* _Reading passage_:
::::::::

# 4x4 area - how many plants ?



## rebel (Mar 4, 2010)

how many plants should i flower in a 4x4 square ?


----------



## mrspliffy (Mar 4, 2010)

all depends on how much light you got and how big your ladies are gonna get too.with a 400watt light you should be fine with 4-5 3-4 foot honeys.1mx1m and you could really do with 600watts.thats the rule of thumb i use anyway bro.goodluck


----------



## warfish (Mar 4, 2010)

One nice big fat one!  hehe    It all depends on how long you veg the plants for.  I would think 5-6 plants that have been vegged out a bit would work good in that area.


----------



## nouvellechef (Mar 4, 2010)

Do one plant and give it 10k lumens a sq ft. I really want someone to do a 1 plant monster grow. Do itttttttt.


----------



## degenerative_disc (Mar 4, 2010)

No more then 6 I would think but when you go into flower your going to be tight for space. I would recommend 4 and focus on quality not quantity!

Cheers!!!


----------



## JustAnotherAntMarching (Mar 4, 2010)

rebel said:
			
		

> how many plants should i flower in a 4x4 square ?


 
Rebel can you share anymore info??  Strain? Soil or hydro?  Whats your goal??


----------



## nouvellechef (Mar 4, 2010)

degenerative_disc said:
			
		

> No more then 6 I would think but when you go into flower your going to be tight for space. I would recommend 4 and focus on quality not quantity!
> 
> Cheers!!!


 
If he has quanity, he wont run out.....


----------



## degenerative_disc (Mar 4, 2010)

::::::::

* _Data extract_:

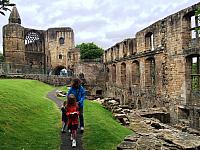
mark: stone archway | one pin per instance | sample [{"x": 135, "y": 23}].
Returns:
[{"x": 57, "y": 70}]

::::::::

* _Exercise goal_: Copy the forum thread from "## mrspliffy (Mar" to "in that area.", changing "light" to "lamp" wherever it occurs. Work only from the forum thread.

* _Solved exercise_:
## mrspliffy (Mar 4, 2010)

all depends on how much lamp you got and how big your ladies are gonna get too.with a 400watt lamp you should be fine with 4-5 3-4 foot honeys.1mx1m and you could really do with 600watts.thats the rule of thumb i use anyway bro.goodluck


----------



## warfish (Mar 4, 2010)

One nice big fat one!  hehe    It all depends on how long you veg the plants for.  I would think 5-6 plants that have been vegged out a bit would work good in that area.